● **Set exercise**: Exactly as given, repeat all of the entries.

[Named object pointing entries]
##############################
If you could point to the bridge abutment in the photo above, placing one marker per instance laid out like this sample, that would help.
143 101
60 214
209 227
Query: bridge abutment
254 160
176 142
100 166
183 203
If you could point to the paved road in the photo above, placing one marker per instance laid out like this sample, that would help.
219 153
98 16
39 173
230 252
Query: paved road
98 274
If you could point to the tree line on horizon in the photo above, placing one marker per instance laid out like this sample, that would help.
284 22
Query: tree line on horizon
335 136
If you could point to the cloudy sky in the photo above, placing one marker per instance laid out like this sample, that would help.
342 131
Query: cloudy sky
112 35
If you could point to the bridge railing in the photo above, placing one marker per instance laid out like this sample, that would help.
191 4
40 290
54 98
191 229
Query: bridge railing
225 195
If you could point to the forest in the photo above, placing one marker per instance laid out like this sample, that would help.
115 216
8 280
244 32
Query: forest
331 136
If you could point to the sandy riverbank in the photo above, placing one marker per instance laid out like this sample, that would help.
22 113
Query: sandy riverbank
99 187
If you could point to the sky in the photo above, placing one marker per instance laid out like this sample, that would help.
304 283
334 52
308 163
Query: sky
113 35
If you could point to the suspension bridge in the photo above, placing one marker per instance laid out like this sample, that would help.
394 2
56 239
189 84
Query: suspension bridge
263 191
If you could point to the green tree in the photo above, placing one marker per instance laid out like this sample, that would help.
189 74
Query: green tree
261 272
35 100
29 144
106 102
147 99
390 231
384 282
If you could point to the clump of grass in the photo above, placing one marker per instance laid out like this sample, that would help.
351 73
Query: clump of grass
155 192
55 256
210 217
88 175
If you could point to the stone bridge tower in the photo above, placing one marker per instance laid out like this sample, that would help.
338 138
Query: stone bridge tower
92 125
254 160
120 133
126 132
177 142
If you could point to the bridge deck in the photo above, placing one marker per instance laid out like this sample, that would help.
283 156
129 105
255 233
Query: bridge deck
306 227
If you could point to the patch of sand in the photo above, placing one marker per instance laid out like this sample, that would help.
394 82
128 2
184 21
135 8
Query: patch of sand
##############################
● **Written answer**:
If you could point to the bridge abutment in the photo above, placing one marker per instance laid out like this sample, that would help.
143 101
60 214
209 227
Query: bridge abutment
254 160
176 142
100 166
183 203
If you could point to the paved road in the photo above, placing one marker per instance laid out like this sample, that would help.
219 153
98 16
39 173
230 252
Query: paved road
98 274
If you could point to the tree line on horizon in the photo above, placing one marker per instance laid out like this sample, that would help.
284 22
Query: tree line on horizon
335 136
If you could point to the cloudy sky in the photo above, placing one marker per instance laid out like this sample, that would help.
342 131
Query: cloudy sky
112 35
If you could point to the bridge railing in the photo above, placing one marker per instance laid out like this sample, that would help.
191 4
40 290
54 98
191 229
Query: bridge railing
225 195
If you could point to the forest in the photo above, placing one marker per instance laid out like this sample, that would help.
115 216
8 280
244 32
Query: forest
331 136
If you could point to the sandy riverbank in the photo above, placing one marker per instance laid out like this sample, that would help.
22 113
Query: sandy riverbank
99 187
If you could point to the sky in the photo above, placing one marker per instance laid out like this sample, that would help.
304 283
334 52
308 163
Query: sky
113 35
If you could point to the suspension bridge in the photo above, placing one marker per instance laid out like this sample, that would help.
394 2
56 239
189 84
Query: suspension bridge
263 191
If you could point to the green tree in the photo above, placing one marker per instance laid out like this sample, that would help.
189 74
Query: green tree
261 272
35 100
29 144
106 102
147 99
390 231
384 282
If you could point to the clump of grass in the photo above, placing one marker per instance laid out like this sample, that would help.
351 73
Query: clump of grass
155 192
55 256
210 217
88 175
If you could point to the stone bridge tower in the photo above, placing one marker per instance laid out like this sample, that would help.
338 138
Query: stone bridge tower
92 125
254 160
120 133
126 132
177 142
If you could point to the bridge deck in the photo above, placing one marker per instance laid out like this sample, that would help.
283 156
129 105
255 233
Query: bridge deck
306 227
If you could point to the patch of sand in the photo above, placing one marker per instance laid out like this sample, that would help.
394 82
128 2
184 21
135 8
Query: patch of sand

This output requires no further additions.